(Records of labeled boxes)

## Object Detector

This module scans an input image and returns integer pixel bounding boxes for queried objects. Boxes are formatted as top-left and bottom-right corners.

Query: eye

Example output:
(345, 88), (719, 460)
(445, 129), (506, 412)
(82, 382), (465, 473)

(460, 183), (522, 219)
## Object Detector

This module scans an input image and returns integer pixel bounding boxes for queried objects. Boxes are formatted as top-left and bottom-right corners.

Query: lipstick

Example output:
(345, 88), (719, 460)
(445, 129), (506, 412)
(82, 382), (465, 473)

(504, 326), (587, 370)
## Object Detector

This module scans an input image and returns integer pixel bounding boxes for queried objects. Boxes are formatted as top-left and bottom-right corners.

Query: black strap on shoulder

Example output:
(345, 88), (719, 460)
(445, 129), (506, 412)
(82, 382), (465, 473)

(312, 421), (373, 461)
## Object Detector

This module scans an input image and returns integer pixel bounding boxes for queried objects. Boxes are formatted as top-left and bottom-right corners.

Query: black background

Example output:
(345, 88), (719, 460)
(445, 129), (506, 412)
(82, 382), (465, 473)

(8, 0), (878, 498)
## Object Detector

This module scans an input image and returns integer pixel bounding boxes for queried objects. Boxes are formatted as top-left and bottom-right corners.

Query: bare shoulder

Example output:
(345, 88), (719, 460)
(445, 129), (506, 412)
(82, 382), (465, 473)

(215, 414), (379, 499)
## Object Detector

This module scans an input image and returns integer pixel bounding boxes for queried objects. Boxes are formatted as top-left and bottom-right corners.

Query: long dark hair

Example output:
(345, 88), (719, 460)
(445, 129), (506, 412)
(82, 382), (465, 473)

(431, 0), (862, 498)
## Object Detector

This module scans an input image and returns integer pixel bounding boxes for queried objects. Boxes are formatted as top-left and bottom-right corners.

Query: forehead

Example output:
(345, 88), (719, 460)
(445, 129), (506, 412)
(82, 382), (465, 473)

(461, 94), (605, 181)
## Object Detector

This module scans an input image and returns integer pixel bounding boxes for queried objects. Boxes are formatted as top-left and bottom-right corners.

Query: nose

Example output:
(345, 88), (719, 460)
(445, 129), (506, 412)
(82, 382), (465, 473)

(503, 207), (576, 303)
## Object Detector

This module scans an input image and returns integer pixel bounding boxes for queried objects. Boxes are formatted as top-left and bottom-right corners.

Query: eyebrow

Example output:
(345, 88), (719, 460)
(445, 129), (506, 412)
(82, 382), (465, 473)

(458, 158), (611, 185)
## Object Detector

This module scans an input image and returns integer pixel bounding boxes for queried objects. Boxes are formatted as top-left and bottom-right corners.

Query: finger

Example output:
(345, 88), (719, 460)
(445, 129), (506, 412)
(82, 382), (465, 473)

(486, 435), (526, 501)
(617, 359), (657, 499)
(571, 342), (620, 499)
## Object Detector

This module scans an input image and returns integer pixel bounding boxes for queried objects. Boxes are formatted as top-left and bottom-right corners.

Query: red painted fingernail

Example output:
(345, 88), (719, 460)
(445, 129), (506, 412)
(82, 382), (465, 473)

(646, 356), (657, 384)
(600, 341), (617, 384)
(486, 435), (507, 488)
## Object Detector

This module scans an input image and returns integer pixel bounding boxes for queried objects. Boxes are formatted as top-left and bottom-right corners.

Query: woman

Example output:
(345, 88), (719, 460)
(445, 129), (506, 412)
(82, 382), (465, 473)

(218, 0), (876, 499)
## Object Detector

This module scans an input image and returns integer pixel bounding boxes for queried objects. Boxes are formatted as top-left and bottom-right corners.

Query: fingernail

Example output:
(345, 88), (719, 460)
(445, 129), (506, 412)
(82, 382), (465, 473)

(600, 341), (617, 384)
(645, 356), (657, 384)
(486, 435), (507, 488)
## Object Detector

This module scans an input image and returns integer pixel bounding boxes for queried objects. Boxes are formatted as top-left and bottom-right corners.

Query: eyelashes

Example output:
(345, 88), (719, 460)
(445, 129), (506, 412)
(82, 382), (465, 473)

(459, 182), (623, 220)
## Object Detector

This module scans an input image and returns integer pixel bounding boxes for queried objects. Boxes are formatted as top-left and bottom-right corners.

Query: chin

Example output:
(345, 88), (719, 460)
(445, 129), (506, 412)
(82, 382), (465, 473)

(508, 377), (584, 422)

## Work to complete
Count the lines in the records above that contain the string "shoulder". Give only the number.

## The response
2